**What this task involves**
Count the lines in the data below that contain the string "excavator", and give only that number.

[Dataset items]
-=-=-=-=-

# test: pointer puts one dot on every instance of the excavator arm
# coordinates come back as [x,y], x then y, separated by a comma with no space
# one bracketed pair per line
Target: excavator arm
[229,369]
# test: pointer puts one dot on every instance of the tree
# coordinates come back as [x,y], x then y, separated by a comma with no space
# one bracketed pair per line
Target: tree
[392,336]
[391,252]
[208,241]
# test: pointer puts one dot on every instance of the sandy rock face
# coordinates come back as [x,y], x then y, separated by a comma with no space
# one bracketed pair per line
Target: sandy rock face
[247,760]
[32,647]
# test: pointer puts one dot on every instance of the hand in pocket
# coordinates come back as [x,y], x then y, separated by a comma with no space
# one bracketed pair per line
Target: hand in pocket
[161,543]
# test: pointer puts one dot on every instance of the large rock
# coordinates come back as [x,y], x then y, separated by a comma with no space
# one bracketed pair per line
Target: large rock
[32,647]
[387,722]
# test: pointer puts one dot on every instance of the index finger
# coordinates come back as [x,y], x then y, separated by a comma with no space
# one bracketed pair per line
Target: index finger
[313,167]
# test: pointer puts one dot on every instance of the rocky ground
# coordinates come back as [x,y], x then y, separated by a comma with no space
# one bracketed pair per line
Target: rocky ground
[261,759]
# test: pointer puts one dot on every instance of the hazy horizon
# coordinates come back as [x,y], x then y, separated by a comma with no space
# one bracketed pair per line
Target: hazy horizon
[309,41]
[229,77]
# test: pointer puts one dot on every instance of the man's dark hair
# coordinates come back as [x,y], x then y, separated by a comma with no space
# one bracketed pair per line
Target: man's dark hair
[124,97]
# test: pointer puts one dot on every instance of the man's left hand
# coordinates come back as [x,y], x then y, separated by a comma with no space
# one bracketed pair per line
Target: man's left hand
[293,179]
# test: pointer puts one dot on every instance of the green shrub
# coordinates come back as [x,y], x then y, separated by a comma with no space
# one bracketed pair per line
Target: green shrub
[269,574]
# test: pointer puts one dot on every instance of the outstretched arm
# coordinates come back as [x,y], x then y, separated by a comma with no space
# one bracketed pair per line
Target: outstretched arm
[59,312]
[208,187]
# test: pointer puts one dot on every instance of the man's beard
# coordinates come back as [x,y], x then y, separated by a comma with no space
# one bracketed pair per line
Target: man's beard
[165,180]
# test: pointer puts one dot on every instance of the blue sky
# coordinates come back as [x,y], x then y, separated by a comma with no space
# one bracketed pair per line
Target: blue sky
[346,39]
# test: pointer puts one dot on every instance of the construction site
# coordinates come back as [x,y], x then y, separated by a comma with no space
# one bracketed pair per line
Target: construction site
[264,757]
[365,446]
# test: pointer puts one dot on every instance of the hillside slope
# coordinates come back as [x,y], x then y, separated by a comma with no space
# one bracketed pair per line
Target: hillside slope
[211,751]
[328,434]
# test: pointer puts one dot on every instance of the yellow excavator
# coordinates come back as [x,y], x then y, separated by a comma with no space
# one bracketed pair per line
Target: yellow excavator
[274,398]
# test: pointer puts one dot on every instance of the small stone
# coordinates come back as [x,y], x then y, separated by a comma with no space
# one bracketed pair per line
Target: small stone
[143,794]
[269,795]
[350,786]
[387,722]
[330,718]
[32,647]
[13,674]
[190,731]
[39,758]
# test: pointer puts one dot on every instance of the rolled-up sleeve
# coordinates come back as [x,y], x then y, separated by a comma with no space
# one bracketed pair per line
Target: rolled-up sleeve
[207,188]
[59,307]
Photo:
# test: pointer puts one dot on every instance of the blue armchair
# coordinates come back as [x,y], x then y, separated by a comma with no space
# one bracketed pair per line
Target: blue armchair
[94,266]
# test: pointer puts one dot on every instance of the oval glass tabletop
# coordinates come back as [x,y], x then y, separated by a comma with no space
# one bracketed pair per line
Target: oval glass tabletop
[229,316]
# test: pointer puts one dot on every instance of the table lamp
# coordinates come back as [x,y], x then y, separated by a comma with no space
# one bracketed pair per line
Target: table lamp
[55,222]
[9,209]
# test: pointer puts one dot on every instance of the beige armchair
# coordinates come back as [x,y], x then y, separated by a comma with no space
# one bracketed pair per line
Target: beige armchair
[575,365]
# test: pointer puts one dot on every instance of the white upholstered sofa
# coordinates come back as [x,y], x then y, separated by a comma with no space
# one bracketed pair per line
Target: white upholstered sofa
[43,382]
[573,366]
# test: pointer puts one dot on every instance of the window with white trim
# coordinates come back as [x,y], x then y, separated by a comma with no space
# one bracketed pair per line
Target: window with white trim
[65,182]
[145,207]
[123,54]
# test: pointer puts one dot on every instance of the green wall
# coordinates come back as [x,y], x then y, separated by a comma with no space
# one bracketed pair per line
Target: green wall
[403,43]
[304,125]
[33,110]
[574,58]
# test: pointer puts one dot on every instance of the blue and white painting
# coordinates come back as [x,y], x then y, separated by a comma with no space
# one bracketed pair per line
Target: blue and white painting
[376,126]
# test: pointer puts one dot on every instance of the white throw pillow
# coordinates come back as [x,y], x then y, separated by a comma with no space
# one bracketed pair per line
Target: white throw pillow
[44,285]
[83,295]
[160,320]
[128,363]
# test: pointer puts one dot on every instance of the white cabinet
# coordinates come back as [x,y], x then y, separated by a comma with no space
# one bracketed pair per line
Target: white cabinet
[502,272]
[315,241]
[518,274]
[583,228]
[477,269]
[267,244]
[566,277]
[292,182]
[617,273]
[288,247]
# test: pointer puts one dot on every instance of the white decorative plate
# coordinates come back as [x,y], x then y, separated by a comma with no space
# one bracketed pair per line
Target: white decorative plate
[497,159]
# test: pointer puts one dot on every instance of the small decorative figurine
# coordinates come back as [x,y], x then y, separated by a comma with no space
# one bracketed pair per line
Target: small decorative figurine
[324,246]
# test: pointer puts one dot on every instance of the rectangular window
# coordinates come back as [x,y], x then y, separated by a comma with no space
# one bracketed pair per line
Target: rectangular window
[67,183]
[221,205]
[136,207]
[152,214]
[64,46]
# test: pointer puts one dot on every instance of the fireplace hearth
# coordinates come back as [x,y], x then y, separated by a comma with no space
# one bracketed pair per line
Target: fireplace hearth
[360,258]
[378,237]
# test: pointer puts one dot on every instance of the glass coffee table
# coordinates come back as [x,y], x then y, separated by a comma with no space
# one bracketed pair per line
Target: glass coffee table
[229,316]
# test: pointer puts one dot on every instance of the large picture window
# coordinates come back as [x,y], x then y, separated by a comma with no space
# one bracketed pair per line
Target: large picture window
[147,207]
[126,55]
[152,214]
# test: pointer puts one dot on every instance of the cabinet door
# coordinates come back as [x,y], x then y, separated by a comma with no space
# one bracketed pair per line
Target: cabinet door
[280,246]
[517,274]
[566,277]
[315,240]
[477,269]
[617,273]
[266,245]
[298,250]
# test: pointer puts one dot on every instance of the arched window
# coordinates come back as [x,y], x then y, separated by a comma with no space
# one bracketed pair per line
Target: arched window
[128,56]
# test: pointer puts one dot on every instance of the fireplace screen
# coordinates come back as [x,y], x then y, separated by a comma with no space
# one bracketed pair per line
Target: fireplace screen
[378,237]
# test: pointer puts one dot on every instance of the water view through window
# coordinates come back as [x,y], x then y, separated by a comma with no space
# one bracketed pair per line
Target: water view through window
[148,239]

-=-=-=-=-

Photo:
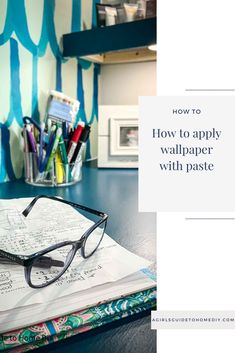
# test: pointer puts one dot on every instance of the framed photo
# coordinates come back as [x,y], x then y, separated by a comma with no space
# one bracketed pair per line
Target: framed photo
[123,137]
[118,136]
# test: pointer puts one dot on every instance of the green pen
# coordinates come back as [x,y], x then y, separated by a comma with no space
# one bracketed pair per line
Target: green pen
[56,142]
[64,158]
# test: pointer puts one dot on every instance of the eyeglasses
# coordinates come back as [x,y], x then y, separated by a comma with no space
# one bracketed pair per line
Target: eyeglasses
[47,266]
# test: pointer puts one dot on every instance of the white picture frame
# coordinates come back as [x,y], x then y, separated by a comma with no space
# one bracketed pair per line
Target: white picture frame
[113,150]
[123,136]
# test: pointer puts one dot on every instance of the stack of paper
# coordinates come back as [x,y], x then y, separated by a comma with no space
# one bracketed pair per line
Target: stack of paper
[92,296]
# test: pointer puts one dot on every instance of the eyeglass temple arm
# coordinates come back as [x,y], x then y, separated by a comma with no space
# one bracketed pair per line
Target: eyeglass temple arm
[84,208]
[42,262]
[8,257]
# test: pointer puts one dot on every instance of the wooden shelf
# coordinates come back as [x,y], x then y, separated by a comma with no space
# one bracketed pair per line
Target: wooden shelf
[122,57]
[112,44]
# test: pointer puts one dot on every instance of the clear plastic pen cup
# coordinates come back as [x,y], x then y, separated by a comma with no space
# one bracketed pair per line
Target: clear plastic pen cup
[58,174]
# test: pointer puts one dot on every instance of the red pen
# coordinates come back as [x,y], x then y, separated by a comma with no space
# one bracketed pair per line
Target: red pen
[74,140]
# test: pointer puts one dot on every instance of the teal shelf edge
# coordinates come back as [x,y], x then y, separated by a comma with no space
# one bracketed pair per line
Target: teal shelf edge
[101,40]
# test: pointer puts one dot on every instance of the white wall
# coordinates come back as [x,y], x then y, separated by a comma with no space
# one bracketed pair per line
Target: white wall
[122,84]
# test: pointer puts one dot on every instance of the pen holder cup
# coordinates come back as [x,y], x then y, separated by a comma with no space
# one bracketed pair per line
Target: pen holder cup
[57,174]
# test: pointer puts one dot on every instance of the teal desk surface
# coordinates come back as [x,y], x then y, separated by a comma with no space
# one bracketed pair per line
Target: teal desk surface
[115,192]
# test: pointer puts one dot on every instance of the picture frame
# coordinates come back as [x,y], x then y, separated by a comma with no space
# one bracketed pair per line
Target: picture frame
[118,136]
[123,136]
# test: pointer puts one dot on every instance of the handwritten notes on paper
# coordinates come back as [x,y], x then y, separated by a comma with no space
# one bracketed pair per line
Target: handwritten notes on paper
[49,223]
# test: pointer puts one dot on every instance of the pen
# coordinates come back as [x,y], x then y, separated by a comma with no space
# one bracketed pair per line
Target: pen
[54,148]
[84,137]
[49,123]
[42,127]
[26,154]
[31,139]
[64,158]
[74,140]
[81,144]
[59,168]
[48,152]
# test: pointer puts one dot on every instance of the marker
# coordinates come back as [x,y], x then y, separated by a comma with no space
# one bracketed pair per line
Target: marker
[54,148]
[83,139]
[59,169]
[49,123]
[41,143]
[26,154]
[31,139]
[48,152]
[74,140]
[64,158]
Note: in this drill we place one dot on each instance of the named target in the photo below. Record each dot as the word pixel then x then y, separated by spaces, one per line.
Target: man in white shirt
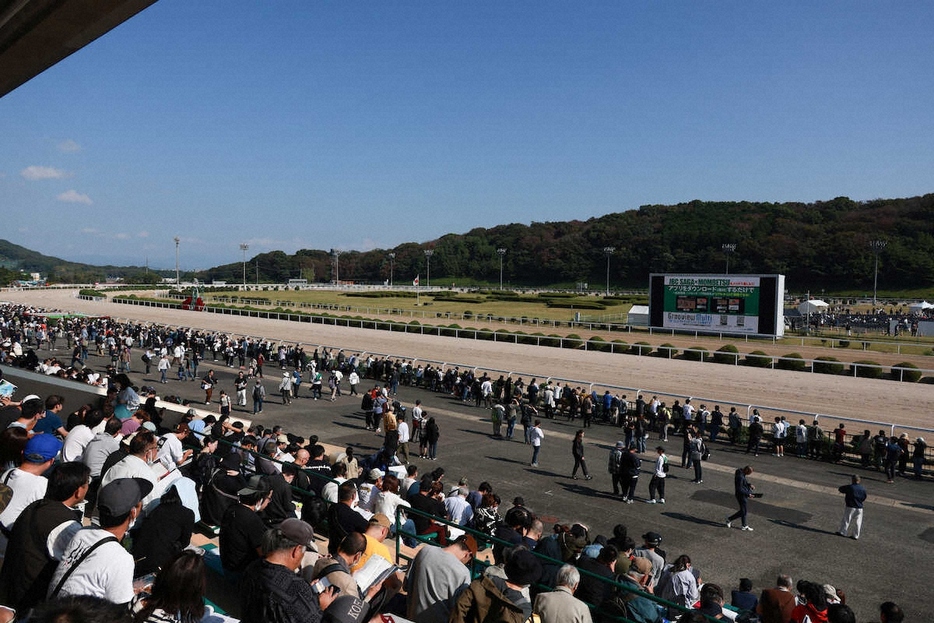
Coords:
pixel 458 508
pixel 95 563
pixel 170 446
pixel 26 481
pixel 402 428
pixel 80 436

-=-=-=-=-

**Answer to this exercise**
4